---------- The data ----------

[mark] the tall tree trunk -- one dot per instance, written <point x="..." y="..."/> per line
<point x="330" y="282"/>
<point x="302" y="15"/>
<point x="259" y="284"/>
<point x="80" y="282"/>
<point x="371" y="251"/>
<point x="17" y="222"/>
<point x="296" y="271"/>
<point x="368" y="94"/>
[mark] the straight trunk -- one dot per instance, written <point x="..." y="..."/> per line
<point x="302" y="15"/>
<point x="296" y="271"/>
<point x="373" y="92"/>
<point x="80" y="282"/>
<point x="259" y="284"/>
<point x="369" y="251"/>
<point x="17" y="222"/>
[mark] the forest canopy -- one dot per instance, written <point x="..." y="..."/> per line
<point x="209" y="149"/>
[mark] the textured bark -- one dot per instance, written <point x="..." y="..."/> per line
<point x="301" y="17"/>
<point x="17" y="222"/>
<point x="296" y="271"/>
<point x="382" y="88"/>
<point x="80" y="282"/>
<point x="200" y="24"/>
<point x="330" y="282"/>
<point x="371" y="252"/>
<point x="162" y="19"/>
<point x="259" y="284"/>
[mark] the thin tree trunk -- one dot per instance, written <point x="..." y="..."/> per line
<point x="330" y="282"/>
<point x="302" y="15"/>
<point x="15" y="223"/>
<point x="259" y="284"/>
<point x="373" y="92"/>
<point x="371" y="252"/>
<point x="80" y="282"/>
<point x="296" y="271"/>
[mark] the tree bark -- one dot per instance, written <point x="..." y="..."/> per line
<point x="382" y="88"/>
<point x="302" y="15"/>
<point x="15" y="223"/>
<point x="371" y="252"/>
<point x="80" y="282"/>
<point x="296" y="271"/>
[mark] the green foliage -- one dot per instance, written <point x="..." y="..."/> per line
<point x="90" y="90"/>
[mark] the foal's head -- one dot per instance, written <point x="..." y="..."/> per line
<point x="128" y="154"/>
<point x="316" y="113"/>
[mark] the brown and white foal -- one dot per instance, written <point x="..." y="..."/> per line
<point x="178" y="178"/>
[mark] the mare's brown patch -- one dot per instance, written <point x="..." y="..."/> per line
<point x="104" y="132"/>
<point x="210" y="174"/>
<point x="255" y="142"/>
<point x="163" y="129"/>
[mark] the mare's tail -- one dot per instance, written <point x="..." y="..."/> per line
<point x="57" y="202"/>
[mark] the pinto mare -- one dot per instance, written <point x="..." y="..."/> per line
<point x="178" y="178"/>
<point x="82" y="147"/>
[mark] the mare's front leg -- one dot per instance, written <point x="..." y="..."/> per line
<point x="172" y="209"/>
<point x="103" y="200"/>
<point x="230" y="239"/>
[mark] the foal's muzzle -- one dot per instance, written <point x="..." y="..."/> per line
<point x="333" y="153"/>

----------

→ Aim:
Copy out the entries word for word, from the line containing "[mark] the foal's head" up to and including the last line of the entries.

→ Output of the exercise:
[mark] the foal's head -- one dot per instance, written <point x="..." y="..."/> per line
<point x="128" y="154"/>
<point x="316" y="113"/>
[mark] the brown and white foal -- one dot per instance, written <point x="..." y="..."/> per line
<point x="178" y="178"/>
[mark] the mare's brown patch -- one dot per instance, written <point x="..." y="..."/> per line
<point x="104" y="132"/>
<point x="210" y="174"/>
<point x="255" y="142"/>
<point x="163" y="129"/>
[mark] the mare's tail -- one dot per instance, written <point x="..." y="..."/> per line
<point x="57" y="202"/>
[mark] the pinto mare -- one dot per instance, written <point x="..." y="..."/> per line
<point x="178" y="178"/>
<point x="82" y="147"/>
[mark] the mare's front leg -- one dot per instance, written <point x="..." y="..."/> per line
<point x="172" y="209"/>
<point x="103" y="200"/>
<point x="230" y="239"/>
[mark] the foal's muzzle -- one dot per instance, written <point x="..." y="..."/> per line
<point x="333" y="153"/>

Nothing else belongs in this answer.